## [EXERCISE INSTRUCTIONS]
What you return must be every line below that includes the word "blade".

## [SOURCE MATERIAL]
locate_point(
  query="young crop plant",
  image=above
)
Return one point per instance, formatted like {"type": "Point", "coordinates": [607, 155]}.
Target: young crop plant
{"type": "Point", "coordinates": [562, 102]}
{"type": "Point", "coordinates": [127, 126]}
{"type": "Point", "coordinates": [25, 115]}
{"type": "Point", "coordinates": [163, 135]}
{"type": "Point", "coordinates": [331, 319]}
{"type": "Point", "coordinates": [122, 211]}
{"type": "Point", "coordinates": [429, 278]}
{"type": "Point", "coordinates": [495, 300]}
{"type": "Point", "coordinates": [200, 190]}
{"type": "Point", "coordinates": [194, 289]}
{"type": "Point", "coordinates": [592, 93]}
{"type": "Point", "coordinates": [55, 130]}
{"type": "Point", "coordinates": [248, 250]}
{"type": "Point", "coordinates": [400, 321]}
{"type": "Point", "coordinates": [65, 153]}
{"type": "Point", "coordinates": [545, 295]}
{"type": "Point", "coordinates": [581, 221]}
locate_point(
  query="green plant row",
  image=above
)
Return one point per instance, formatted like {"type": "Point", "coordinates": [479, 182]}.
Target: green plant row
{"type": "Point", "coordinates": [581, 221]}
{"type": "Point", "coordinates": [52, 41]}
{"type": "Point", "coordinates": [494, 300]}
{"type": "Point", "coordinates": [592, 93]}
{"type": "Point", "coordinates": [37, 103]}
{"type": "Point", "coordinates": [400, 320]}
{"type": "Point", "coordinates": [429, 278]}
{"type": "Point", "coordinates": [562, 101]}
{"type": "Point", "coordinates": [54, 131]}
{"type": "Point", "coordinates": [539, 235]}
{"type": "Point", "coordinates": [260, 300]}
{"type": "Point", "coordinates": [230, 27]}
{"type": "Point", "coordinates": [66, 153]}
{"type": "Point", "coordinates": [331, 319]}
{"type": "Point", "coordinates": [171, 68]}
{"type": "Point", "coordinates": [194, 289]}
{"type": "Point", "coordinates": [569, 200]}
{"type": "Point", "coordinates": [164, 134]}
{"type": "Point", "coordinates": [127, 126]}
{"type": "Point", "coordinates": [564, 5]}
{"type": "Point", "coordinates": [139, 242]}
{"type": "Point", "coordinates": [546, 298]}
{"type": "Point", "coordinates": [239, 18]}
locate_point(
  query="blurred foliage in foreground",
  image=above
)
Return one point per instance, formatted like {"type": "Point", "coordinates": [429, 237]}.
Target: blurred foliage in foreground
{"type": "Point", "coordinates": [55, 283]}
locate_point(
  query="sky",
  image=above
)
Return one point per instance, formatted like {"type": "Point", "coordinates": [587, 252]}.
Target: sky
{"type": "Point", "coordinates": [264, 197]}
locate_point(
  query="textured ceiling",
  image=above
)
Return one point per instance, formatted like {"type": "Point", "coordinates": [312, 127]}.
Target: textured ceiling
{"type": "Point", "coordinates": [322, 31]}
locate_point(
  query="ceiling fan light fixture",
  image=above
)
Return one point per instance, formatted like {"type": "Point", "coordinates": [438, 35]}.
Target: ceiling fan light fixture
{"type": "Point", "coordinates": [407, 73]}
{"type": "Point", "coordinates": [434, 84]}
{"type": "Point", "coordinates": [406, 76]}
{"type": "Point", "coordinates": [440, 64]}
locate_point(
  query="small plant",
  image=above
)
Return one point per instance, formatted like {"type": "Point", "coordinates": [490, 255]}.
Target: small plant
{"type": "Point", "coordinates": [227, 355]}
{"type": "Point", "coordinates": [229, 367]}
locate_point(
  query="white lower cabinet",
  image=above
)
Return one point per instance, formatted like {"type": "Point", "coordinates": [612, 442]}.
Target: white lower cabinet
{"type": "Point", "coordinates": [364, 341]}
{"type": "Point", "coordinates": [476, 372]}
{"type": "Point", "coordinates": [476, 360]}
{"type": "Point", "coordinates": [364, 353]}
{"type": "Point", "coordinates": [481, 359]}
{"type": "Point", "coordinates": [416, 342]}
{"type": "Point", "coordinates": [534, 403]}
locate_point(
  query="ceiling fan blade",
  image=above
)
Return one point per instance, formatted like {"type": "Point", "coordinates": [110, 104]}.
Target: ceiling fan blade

## [TASK RESULT]
  query="ceiling fan blade",
Target: ceiling fan blade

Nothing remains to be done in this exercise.